[Activity] Can you carry on the article about the 1917 silent film Nan of Music Mountain below, starting right after its last sentence?

[Extract]
+---+
Nan of Music Mountain is a 1917 American silent drama film directed by George Melford and Cecil B. DeMille (who receives no screen credit). The film is based on Frank H. Spearman's novel of the same name and stars Wallace Reid and Anna Little.

==Plot==
As described in a film magazine, Henry de Spain is determined to find the man who murdered his father. He becomes sort of an outsider with Duke Morgan's gang, cattlemen, and outlaws. Nan, daughter of the head of the clan, secretly loves Henry and when he is wounded in a fight with the Morgan clan, she helps him escape. This angers her father and he declares that she shall marry her cousin. Nan dispatches a message to Henry for assistance and he brings her safely to his clan. Nan then learns that her father was the murder of Henry's father. She returns to her father to learn the truth and together they go to Henry and reveal the murder's name. After a thorough understanding and forgiving, Henry and Nan are married.
+---+
[Information supplied]
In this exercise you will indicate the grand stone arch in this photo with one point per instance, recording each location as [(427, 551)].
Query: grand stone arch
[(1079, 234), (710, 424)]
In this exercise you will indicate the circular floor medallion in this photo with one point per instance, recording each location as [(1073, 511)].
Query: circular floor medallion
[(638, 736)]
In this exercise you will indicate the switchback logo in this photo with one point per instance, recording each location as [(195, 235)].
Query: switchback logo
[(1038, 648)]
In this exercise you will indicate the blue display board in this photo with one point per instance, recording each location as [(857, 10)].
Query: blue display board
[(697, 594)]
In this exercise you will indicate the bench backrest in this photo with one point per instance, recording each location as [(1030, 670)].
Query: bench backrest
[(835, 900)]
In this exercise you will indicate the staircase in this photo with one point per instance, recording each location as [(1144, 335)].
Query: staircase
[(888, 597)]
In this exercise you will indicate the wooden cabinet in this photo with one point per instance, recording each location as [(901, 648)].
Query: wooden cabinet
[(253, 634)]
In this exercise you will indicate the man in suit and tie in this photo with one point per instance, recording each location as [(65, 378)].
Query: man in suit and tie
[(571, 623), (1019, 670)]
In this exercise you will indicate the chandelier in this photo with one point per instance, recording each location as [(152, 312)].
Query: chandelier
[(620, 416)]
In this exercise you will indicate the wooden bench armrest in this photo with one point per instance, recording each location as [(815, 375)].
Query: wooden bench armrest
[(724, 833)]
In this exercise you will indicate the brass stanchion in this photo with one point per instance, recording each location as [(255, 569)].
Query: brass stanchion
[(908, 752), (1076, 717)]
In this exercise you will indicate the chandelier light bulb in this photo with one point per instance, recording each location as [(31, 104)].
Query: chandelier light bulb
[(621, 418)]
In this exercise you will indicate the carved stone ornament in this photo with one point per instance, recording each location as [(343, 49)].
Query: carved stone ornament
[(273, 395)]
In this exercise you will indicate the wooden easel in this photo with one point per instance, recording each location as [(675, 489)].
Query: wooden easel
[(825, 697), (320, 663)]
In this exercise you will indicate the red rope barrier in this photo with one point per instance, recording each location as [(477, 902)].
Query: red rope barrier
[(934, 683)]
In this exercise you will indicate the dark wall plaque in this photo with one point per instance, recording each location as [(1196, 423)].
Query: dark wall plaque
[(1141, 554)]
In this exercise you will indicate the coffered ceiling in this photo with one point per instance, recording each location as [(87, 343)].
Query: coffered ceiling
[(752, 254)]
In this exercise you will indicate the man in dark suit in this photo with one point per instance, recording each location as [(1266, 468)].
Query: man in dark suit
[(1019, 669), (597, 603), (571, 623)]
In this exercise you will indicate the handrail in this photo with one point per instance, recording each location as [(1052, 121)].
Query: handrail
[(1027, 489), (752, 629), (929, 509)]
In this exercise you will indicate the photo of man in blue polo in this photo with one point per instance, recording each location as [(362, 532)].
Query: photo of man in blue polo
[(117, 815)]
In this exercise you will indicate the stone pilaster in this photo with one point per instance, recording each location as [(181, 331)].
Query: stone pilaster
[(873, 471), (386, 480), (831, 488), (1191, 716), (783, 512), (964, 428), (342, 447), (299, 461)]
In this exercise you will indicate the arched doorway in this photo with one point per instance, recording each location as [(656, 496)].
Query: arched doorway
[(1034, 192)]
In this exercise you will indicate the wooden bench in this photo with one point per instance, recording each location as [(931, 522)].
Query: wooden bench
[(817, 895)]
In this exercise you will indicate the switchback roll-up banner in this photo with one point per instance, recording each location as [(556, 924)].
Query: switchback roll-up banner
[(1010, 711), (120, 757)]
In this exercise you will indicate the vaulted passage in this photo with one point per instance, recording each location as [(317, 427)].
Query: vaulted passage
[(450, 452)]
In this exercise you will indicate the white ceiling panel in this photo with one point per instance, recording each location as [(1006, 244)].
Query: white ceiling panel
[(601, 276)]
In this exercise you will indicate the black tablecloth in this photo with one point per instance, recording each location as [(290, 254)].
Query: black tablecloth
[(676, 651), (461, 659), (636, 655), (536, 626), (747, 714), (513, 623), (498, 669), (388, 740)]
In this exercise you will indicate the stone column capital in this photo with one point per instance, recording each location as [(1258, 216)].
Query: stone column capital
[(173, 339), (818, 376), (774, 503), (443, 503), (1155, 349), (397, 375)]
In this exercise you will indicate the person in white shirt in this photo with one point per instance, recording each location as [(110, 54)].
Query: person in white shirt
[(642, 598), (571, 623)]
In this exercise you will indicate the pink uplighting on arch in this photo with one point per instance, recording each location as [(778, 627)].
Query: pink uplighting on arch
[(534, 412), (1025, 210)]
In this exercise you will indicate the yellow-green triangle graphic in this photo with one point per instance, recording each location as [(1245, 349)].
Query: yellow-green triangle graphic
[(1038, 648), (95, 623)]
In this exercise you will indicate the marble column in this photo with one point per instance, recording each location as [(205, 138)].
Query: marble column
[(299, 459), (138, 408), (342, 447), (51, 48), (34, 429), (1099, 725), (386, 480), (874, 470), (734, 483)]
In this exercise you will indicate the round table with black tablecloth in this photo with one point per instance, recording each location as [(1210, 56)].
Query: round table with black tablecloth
+---+
[Answer to this task]
==Cast==
- Wallace Reid as Henry de Spain
- Ann Little as Nan Morgan
- Theodore Roberts as Duke Morgan
- James Cruze as Gale Morgan
- Charles Ogle as Sassoon
- Raymond Hatton as Logan
- Hart Hoxie as Sandusky
- Ernest Joy as Lefever
- Guy Oliver as Bull Page
- James P. Mason as Scott
- Henry Woodward as Jeffries
- Horace B. Carpenter as McAlpin

==Reception==
Like many American films of the time, Nan of Music Mountain was subject to cuts by city and state film censorship boards. The Chicago Board of Censors required a cut of the shooting of a rancher during a vision, the intertitle "You'll go home when I get through with you", and the last shooting by de Spain.